> [THE RECORDS]

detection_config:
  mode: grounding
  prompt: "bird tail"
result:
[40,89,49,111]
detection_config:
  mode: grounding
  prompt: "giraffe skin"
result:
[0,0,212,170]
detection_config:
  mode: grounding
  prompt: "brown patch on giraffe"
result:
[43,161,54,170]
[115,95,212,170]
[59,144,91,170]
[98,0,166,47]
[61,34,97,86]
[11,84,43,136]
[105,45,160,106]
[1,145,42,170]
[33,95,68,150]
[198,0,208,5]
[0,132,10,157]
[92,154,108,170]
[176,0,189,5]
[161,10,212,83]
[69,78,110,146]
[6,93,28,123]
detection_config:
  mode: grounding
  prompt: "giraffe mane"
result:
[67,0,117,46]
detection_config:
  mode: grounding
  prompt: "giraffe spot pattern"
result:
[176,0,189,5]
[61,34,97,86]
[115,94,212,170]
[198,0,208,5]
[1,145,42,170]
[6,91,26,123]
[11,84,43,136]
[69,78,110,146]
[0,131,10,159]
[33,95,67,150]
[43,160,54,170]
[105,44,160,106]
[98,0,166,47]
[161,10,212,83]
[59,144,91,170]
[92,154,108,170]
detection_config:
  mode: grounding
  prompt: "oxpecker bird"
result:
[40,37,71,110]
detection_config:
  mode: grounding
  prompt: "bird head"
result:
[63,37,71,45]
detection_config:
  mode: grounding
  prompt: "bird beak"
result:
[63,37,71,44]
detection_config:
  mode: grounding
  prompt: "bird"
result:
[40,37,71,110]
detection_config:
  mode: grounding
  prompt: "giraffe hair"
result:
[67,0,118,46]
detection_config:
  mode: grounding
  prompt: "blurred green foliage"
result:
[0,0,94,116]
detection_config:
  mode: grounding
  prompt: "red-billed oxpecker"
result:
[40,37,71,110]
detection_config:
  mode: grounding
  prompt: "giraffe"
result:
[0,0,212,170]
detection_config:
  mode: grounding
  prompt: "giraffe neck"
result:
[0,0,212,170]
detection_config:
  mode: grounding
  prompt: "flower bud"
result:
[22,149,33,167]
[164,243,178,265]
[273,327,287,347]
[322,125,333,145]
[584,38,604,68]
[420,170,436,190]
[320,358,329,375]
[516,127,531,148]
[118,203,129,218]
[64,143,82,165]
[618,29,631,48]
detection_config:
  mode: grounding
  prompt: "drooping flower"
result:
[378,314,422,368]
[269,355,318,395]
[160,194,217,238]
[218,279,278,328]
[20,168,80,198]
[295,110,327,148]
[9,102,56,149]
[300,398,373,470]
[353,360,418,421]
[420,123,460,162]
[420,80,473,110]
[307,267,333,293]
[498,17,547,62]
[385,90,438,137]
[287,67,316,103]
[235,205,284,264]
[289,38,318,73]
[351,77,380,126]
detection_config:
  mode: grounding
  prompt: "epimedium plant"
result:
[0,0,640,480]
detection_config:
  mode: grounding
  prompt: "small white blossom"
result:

> [WHAT YOU SHOULD DO]
Lay out every line of the rows above as a Markdown table with the columns Line No. and Content, numbering the lines in order and leaving out blank ones.

> [OUTPUT FOR THIS TASK]
| Line No. | Content |
|---|---|
| 1 | detection_config: |
| 2 |   mode: grounding |
| 3 |   prompt: "bird tail" |
| 4 | result: |
| 5 | [40,89,49,111] |
| 6 | detection_config: |
| 7 |   mode: grounding |
| 8 |   prompt: "giraffe skin" |
| 9 | result: |
| 10 | [0,0,212,170] |
| 11 | detection_config: |
| 12 |   mode: grounding |
| 13 |   prompt: "brown patch on giraffe" |
| 14 | result: |
| 15 | [43,161,54,170] |
| 16 | [115,95,212,170] |
| 17 | [59,144,91,170] |
| 18 | [98,0,166,47] |
| 19 | [61,34,97,86] |
| 20 | [11,84,43,136] |
| 21 | [105,45,160,106] |
| 22 | [1,145,42,170] |
| 23 | [33,95,68,150] |
| 24 | [198,0,208,5] |
| 25 | [0,132,10,157] |
| 26 | [92,154,108,170] |
| 27 | [176,0,189,5] |
| 28 | [161,10,212,83] |
| 29 | [69,78,110,146] |
| 30 | [6,93,28,123] |
| 31 | detection_config: |
| 32 |   mode: grounding |
| 33 |   prompt: "giraffe mane" |
| 34 | result: |
| 35 | [67,0,117,46] |
| 36 | detection_config: |
| 37 |   mode: grounding |
| 38 |   prompt: "giraffe spot pattern" |
| 39 | result: |
| 40 | [176,0,189,5] |
| 41 | [61,34,97,86] |
| 42 | [115,94,212,170] |
| 43 | [198,0,208,5] |
| 44 | [1,145,42,170] |
| 45 | [6,91,26,123] |
| 46 | [11,84,43,136] |
| 47 | [69,78,110,146] |
| 48 | [0,131,10,159] |
| 49 | [33,95,67,150] |
| 50 | [43,160,54,170] |
| 51 | [105,44,160,106] |
| 52 | [98,0,166,47] |
| 53 | [161,10,212,83] |
| 54 | [59,144,91,170] |
| 55 | [92,154,108,170] |
| 56 | detection_config: |
| 57 |   mode: grounding |
| 58 |   prompt: "oxpecker bird" |
| 59 | result: |
| 60 | [40,37,71,110] |
| 61 | detection_config: |
| 62 |   mode: grounding |
| 63 |   prompt: "bird head" |
| 64 | result: |
| 65 | [63,37,71,45] |
| 66 | detection_config: |
| 67 |   mode: grounding |
| 68 |   prompt: "bird beak" |
| 69 | result: |
| 70 | [63,37,71,44] |
| 71 | detection_config: |
| 72 |   mode: grounding |
| 73 |   prompt: "bird" |
| 74 | result: |
| 75 | [40,37,71,110] |
| 76 | detection_config: |
| 77 |   mode: grounding |
| 78 |   prompt: "giraffe hair" |
| 79 | result: |
| 80 | [67,0,118,46] |
| 81 | detection_config: |
| 82 |   mode: grounding |
| 83 |   prompt: "blurred green foliage" |
| 84 | result: |
| 85 | [0,0,94,116] |
| 86 | detection_config: |
| 87 |   mode: grounding |
| 88 |   prompt: "red-billed oxpecker" |
| 89 | result: |
| 90 | [40,37,71,110] |
| 91 | detection_config: |
| 92 |   mode: grounding |
| 93 |   prompt: "giraffe" |
| 94 | result: |
| 95 | [0,0,212,170] |
| 96 | detection_config: |
| 97 |   mode: grounding |
| 98 |   prompt: "giraffe neck" |
| 99 | result: |
| 100 | [0,0,212,170] |
| 101 | detection_config: |
| 102 |   mode: grounding |
| 103 |   prompt: "flower bud" |
| 104 | result: |
| 105 | [22,149,33,167] |
| 106 | [164,243,178,265] |
| 107 | [273,327,287,347] |
| 108 | [322,125,333,145] |
| 109 | [584,38,604,68] |
| 110 | [420,170,436,190] |
| 111 | [320,358,329,375] |
| 112 | [516,127,531,148] |
| 113 | [118,203,129,218] |
| 114 | [64,143,82,165] |
| 115 | [618,29,631,48] |
| 116 | detection_config: |
| 117 |   mode: grounding |
| 118 |   prompt: "drooping flower" |
| 119 | result: |
| 120 | [378,314,422,368] |
| 121 | [269,355,318,395] |
| 122 | [160,194,217,238] |
| 123 | [218,279,278,328] |
| 124 | [20,168,80,198] |
| 125 | [295,110,327,148] |
| 126 | [9,102,56,149] |
| 127 | [300,398,373,470] |
| 128 | [353,360,418,421] |
| 129 | [420,123,460,162] |
| 130 | [420,80,473,110] |
| 131 | [307,267,333,293] |
| 132 | [498,17,547,62] |
| 133 | [385,90,438,137] |
| 134 | [287,67,316,103] |
| 135 | [235,205,284,264] |
| 136 | [289,38,318,73] |
| 137 | [351,77,380,126] |
| 138 | detection_config: |
| 139 |   mode: grounding |
| 140 |   prompt: "epimedium plant" |
| 141 | result: |
| 142 | [0,0,640,480] |
| 143 | detection_config: |
| 144 |   mode: grounding |
| 145 |   prompt: "small white blossom" |
| 146 | result: |